* Data for processing:
★ ★ ★ ★ ★

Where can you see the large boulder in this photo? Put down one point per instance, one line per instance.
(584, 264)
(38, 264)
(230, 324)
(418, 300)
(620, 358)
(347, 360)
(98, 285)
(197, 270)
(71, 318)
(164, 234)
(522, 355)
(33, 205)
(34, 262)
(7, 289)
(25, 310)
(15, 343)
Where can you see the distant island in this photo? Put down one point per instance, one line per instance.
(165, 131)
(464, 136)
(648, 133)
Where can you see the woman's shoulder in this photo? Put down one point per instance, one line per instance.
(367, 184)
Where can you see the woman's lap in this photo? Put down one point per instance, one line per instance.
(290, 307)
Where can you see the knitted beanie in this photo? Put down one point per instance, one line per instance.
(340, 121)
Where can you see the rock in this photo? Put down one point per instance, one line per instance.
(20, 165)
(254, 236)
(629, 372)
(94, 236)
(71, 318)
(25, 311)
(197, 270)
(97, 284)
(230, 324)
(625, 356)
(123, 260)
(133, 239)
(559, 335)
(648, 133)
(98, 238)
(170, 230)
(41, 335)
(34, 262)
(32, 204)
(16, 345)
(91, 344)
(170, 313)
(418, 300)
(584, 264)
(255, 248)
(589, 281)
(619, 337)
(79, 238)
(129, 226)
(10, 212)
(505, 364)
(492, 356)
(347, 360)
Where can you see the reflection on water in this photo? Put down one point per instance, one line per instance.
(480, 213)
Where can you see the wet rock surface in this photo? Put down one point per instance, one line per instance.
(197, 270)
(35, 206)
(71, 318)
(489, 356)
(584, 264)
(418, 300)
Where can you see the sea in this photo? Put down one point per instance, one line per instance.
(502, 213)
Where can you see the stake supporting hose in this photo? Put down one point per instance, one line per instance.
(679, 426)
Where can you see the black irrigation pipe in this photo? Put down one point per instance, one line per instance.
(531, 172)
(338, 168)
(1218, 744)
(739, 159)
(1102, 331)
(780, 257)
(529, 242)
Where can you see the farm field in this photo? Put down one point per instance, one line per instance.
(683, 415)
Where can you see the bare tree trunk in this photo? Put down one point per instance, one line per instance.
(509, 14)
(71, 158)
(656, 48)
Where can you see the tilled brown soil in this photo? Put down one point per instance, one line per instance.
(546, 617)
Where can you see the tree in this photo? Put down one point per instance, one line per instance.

★ ★ ★ ★ ★

* What you need to do: Reproduce verbatim everything above from the line containing "Where can you see the sea" down to the last of the entries, including both ends.

* Problem solution:
Where can you see the sea in this photo? Put down one point per instance, one line per instance.
(502, 213)
Where can you see the stake supporting hose in this photo? Put down one point per instance, one line per instance.
(679, 426)
Where can you see the black irrigation pipe in this photo? Put down one point per instance, one line per instance.
(531, 172)
(338, 168)
(1218, 744)
(739, 159)
(1102, 331)
(780, 257)
(529, 242)
Where can you see the farm field in this photo? Put down one point per instance, one line per instance.
(683, 415)
Where can you see the bare tree trunk in this photo? Put down one point per instance, one line per instance.
(509, 14)
(71, 158)
(656, 48)
Where can you see the tilled brown soil in this photo? Put down one point per instance, one line per instance.
(546, 617)
Where can you see the tree in this photo? Put down one point per instance, one line per instance.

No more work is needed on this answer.